> _Task goal_: All lines with the word "positive" are to be found and copied from the listing.

Exercise materials START

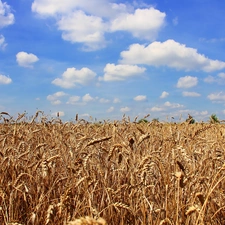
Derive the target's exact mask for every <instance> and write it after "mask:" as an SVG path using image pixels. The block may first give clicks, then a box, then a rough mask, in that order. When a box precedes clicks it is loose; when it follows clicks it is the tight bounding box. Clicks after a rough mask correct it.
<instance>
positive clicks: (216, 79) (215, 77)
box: [204, 73, 225, 84]
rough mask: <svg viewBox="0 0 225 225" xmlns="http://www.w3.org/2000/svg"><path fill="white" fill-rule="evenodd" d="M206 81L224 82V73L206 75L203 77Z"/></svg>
mask: <svg viewBox="0 0 225 225" xmlns="http://www.w3.org/2000/svg"><path fill="white" fill-rule="evenodd" d="M204 82H206V83H210V84H211V83H217V84H225V73H218V74H217V76H211V75H209V76H207V77H206V78H205V79H204Z"/></svg>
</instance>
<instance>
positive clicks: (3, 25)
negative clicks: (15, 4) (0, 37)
mask: <svg viewBox="0 0 225 225" xmlns="http://www.w3.org/2000/svg"><path fill="white" fill-rule="evenodd" d="M14 21H15V18H14V15H13V14H12V13H11V7H10V6H9V5H8V4H7V3H6V2H2V0H0V28H2V27H6V26H9V25H11V24H13V23H14Z"/></svg>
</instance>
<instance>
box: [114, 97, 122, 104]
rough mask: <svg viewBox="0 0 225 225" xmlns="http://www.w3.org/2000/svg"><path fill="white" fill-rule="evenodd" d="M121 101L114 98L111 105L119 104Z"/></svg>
mask: <svg viewBox="0 0 225 225" xmlns="http://www.w3.org/2000/svg"><path fill="white" fill-rule="evenodd" d="M120 102H121V101H120V99H119V98H114V99H113V103H120Z"/></svg>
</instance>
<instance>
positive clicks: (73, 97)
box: [67, 96, 80, 105]
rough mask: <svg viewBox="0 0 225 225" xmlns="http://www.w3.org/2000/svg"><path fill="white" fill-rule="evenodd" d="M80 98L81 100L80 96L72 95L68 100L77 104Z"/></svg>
mask: <svg viewBox="0 0 225 225" xmlns="http://www.w3.org/2000/svg"><path fill="white" fill-rule="evenodd" d="M79 100H80V96H71V97H70V98H69V100H68V101H67V104H71V105H74V104H77V103H78V102H79Z"/></svg>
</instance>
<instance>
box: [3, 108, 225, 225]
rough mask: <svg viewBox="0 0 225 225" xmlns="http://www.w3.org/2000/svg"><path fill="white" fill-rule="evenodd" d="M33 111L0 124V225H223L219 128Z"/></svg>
mask: <svg viewBox="0 0 225 225" xmlns="http://www.w3.org/2000/svg"><path fill="white" fill-rule="evenodd" d="M38 114H40V112H37V114H36V115H35V116H34V117H33V118H32V120H31V121H30V122H28V123H26V122H20V121H21V119H22V118H23V115H19V116H20V117H21V118H20V117H18V118H17V120H15V121H14V122H13V123H12V122H10V120H11V119H12V118H10V120H6V119H5V122H4V123H2V124H0V164H1V165H0V224H23V225H25V224H31V225H38V224H42V225H43V224H45V225H50V224H63V225H64V224H92V225H94V224H102V225H103V224H106V222H107V224H109V225H124V224H130V225H139V224H140V225H145V224H152V225H153V224H154V225H155V224H156V225H157V224H184V225H188V224H190V225H198V224H215V225H216V224H225V203H224V202H225V191H224V190H225V164H224V163H225V152H224V148H225V147H224V146H225V125H222V124H203V123H202V124H200V123H199V124H198V123H196V124H188V123H181V124H173V123H165V124H162V123H158V122H154V123H147V124H146V123H140V124H138V123H132V122H127V121H126V120H125V119H124V120H123V121H120V122H114V123H109V122H108V123H104V124H101V125H100V124H87V123H85V122H82V121H77V122H76V123H62V122H61V121H60V120H58V119H56V120H52V121H47V122H46V120H44V119H43V118H42V120H41V122H40V123H37V122H35V121H36V119H37V118H38V116H39V115H38ZM1 116H2V118H3V116H5V117H7V116H8V115H7V114H2V115H1ZM103 218H104V219H103Z"/></svg>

Exercise materials END

> _Answer box_:
positive clicks: (216, 79) (215, 77)
positive clicks: (3, 25)
positive clicks: (73, 97)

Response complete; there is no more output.